[Set exercise]: Write out the material from its start through the line containing "POLYGON ((16 39, 14", both ends included. Scale every coordinate in the answers by 2, rounding to whole numbers with halves rounded up, and leave the requests and their sample outlines unchanged. Omit the pictures from your answer.

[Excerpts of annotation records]
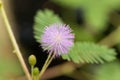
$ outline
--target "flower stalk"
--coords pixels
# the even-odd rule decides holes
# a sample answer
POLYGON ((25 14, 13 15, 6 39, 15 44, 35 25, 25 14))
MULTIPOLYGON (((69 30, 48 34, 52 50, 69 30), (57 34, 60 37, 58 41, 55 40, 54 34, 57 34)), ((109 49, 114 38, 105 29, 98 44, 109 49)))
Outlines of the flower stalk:
POLYGON ((16 39, 14 37, 14 34, 13 34, 12 29, 11 29, 11 25, 10 25, 10 23, 8 21, 4 6, 3 6, 3 4, 1 2, 0 2, 0 4, 1 4, 2 16, 3 16, 3 19, 4 19, 5 25, 6 25, 7 32, 9 34, 9 36, 10 36, 11 42, 12 42, 13 47, 15 49, 16 56, 18 57, 18 59, 19 59, 19 61, 21 63, 21 66, 22 66, 22 68, 23 68, 23 70, 24 70, 24 72, 25 72, 25 74, 27 76, 27 79, 31 80, 30 73, 29 73, 28 68, 27 68, 27 66, 25 64, 25 61, 24 61, 24 59, 22 57, 22 53, 20 52, 17 41, 16 41, 16 39))

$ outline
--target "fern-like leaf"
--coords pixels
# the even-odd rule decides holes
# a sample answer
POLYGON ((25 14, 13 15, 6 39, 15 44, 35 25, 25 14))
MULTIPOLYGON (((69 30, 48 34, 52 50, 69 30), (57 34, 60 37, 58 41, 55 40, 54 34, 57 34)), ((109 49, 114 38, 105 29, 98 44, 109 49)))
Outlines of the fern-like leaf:
POLYGON ((37 42, 40 42, 40 36, 46 26, 53 23, 62 23, 58 15, 55 15, 52 10, 40 10, 35 16, 34 37, 37 42))
POLYGON ((90 42, 76 42, 68 54, 62 55, 63 59, 75 63, 104 63, 116 59, 114 49, 100 46, 90 42))

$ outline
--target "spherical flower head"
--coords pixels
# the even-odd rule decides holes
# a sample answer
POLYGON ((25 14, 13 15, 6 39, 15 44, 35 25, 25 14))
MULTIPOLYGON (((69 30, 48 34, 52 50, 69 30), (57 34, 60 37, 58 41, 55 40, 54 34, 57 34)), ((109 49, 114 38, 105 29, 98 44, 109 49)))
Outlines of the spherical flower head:
POLYGON ((74 34, 68 25, 52 24, 45 28, 40 42, 44 50, 59 56, 68 53, 73 46, 74 34))

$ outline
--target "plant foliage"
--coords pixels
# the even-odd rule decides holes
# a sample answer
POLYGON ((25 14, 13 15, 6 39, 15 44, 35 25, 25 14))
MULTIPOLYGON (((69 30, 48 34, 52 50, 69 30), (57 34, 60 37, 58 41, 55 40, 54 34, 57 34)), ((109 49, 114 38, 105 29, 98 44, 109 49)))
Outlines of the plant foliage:
POLYGON ((90 42, 76 42, 68 54, 62 55, 63 59, 75 63, 104 63, 116 59, 114 49, 90 42))
POLYGON ((106 28, 108 16, 111 11, 120 8, 120 0, 52 0, 62 7, 73 9, 82 8, 86 22, 95 31, 106 28))
POLYGON ((120 80, 120 62, 101 65, 95 72, 94 80, 120 80))

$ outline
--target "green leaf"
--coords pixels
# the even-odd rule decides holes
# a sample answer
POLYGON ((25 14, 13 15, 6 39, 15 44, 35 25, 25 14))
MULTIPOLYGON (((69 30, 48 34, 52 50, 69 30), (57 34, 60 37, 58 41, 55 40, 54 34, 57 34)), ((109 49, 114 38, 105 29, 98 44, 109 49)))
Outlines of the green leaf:
POLYGON ((101 65, 95 72, 95 80, 120 80, 120 62, 101 65))
POLYGON ((53 23, 62 23, 62 20, 52 10, 46 9, 37 12, 34 23, 34 37, 38 43, 40 43, 40 37, 44 28, 53 23))
POLYGON ((95 43, 76 42, 70 52, 62 55, 62 58, 75 63, 104 63, 116 59, 116 52, 95 43))
POLYGON ((120 0, 52 0, 54 3, 70 9, 84 11, 85 21, 95 32, 104 31, 111 11, 120 8, 120 0))

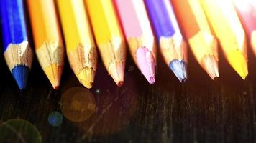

[The solution]:
$ outline
--target "flower stalk"
--coords pixels
# the even-odd rule decides holes
# a sample answer
POLYGON ((25 14, 13 15, 6 39, 15 44, 35 25, 25 14))
MULTIPOLYGON (((69 30, 48 34, 52 50, 69 30), (57 34, 60 37, 58 41, 55 40, 54 34, 57 34)), ((109 49, 114 38, 105 29, 98 44, 109 49)))
Outlines of the flower stalk:
POLYGON ((32 78, 28 74, 28 68, 26 68, 24 58, 22 58, 22 50, 20 50, 20 46, 16 42, 8 12, 6 12, 6 8, 2 4, 0 4, 0 8, 2 8, 4 32, 6 32, 6 38, 8 38, 10 50, 12 50, 14 64, 18 68, 18 72, 20 72, 22 84, 24 84, 26 94, 30 98, 32 112, 36 114, 36 118, 38 118, 38 122, 42 126, 42 132, 44 132, 44 136, 46 136, 46 140, 48 140, 48 144, 50 144, 50 148, 54 152, 54 158, 62 160, 60 146, 58 146, 56 136, 54 136, 54 132, 50 128, 50 122, 48 122, 48 118, 44 114, 44 106, 40 104, 34 82, 32 82, 32 78))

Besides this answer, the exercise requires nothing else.